Ein gutes Dutzend Interessierter folgte der Einladung der SPD zu diesem Thema. Vor dem Hintergrund, dass es auch in Überlingen an Wohnraum - vor allem an für Normalverdiener bezahlbarem Wohnraum - mangelt, setzt sich die Überlinger SPD mit ihren Gemeinderäten dafür ein, hier möglichst schnell und nachhaltig für Abhilfe zu sorgen. Ein Weg dazu ist, neben anderen, neue Baugebiete auszuweisen, um auch jungen Familien den Traum von den eigenen vier Wänden und verstärkt wieder den sozialen Wohnungsbau zu ermöglichen.

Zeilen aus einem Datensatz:
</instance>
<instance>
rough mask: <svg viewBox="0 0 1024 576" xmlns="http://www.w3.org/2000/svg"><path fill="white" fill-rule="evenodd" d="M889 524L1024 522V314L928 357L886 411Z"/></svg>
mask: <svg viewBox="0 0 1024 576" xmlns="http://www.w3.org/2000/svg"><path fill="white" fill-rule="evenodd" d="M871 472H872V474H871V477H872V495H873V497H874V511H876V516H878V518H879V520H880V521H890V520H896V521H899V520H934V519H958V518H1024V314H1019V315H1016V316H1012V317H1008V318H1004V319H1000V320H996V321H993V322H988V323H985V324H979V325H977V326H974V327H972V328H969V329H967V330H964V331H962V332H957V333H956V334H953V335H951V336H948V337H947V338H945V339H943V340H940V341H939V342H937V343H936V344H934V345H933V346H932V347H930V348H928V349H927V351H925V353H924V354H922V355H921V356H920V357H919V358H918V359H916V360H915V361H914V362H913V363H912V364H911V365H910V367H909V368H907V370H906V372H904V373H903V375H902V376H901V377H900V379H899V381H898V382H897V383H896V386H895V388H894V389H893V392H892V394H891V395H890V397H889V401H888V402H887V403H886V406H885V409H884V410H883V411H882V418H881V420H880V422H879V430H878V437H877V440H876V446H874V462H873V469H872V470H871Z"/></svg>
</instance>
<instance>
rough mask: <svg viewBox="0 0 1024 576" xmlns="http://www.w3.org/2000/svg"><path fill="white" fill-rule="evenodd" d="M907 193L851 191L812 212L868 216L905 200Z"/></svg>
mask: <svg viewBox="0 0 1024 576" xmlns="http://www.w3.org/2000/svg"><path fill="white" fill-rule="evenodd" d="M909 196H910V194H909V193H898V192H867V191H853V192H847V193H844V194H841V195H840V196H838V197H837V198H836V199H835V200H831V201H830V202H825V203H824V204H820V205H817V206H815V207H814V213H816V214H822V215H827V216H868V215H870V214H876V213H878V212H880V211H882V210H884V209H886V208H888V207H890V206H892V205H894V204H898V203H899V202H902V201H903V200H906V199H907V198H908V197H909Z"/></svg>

_Aufgabe 1_
Beantworten Sie zum Text über den Wohnraummangel in Überlingen folgende Fragen:
(a) Wie viele Interessierte folgten der Einladung der SPD?
(b) An welchem Wohnraum mangelt es in Überlingen vor allem?
(c) Welchen Weg, neben anderen, nennt der Text, um Abhilfe zu schaffen?
_Aufgabe 2_
Führen Sie den Text über den Wohnraummangel in Überlingen fort.

_Antwort 1_
(a) Ein gutes Dutzend.
(b) An für Normalverdiener bezahlbarem Wohnraum.
(c) Neue Baugebiete auszuweisen.

_Antwort 2_
Die Stadträte Michael Wilkendorf und Oswald Burger führten deshalb die Gruppe an die in der Kernstadt infrage kommenden Baugebiete: Turmgartenweg, Nordöstlich Hildegardring und Südlich Härlen. Die beiden außerdem noch ins Auge gefassten Baugebiete Flinkern und Obere St. Leonhardstraße wurden nicht angesteuert sondern von Ferne erläutert. Um das Ziel, preiswertes Wohnen, auf einem anderen Weg zu erreichen, plant die SPD in Kürze eine Veranstaltung zum Thema "Städtische Wohnbaugesellschaft".
Dass das Wohnungsproblem für Normalverdiener unter den berühmten Nägeln brennt, konnte man den lebhaften Diskussionen während des Spaziergangs entnehmen. Und die SPD- Fraktion sieht es als Verpflichtung an, hier voran zu kommen.